═══ DATASET EXTRACT

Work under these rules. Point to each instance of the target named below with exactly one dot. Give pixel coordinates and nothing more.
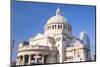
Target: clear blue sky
(29, 18)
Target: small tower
(85, 40)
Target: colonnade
(31, 59)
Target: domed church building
(55, 45)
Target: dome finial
(58, 11)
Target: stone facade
(56, 45)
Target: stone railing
(35, 47)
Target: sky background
(29, 18)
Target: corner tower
(57, 24)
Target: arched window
(52, 26)
(58, 26)
(49, 27)
(55, 26)
(66, 27)
(63, 27)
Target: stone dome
(58, 18)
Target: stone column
(42, 59)
(29, 60)
(23, 60)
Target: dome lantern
(58, 12)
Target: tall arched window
(52, 26)
(55, 26)
(58, 26)
(64, 27)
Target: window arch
(55, 26)
(58, 26)
(64, 27)
(52, 26)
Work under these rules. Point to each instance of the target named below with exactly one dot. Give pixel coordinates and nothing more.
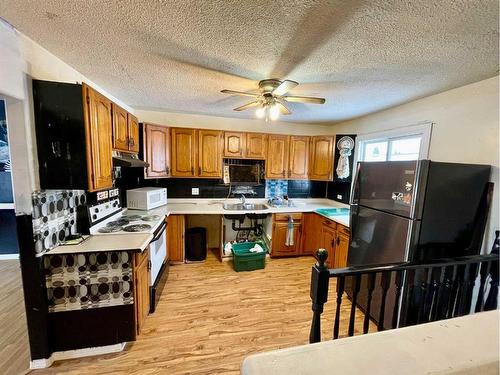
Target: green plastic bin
(244, 260)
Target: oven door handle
(159, 231)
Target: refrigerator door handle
(355, 189)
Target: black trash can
(196, 244)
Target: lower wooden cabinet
(335, 239)
(175, 238)
(141, 291)
(280, 228)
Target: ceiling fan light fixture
(260, 112)
(274, 112)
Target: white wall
(227, 123)
(466, 129)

══════

INSTRUCTIONS FOR THE TASK —
Could you print all of the entries exactly, skipping the images?

YOUR SOLUTION —
Work under these rules. Point to each instance of the target named below with exactly one dot. Give pixel coordinates and nothing more.
Target: clear blue sky
(29, 18)
Target: small tower
(85, 40)
Target: colonnade
(31, 59)
Target: domed church building
(55, 45)
Target: dome finial
(58, 11)
Target: stone facade
(56, 45)
Target: stone railing
(35, 47)
Target: sky background
(29, 18)
Target: corner tower
(57, 24)
Target: arched window
(52, 26)
(58, 26)
(49, 27)
(55, 26)
(66, 27)
(63, 27)
Target: stone dome
(58, 18)
Target: stone column
(42, 59)
(29, 60)
(23, 60)
Target: dome lantern
(58, 12)
Target: tall arched window
(52, 26)
(55, 26)
(58, 26)
(64, 27)
Target: window arch
(55, 26)
(58, 26)
(64, 27)
(52, 26)
Work under these rules. Point to each instance of the target named below with exactly one dot. Give pixel coordinates and nothing more.
Target: green plastic bin
(244, 260)
Target: oven door handle
(159, 231)
Target: refrigerator door handle
(355, 189)
Target: black trash can
(196, 244)
Target: lower wooden cabinet
(335, 239)
(175, 238)
(141, 291)
(280, 228)
Target: ceiling fan light fixture
(260, 112)
(274, 112)
Target: white wall
(227, 123)
(466, 129)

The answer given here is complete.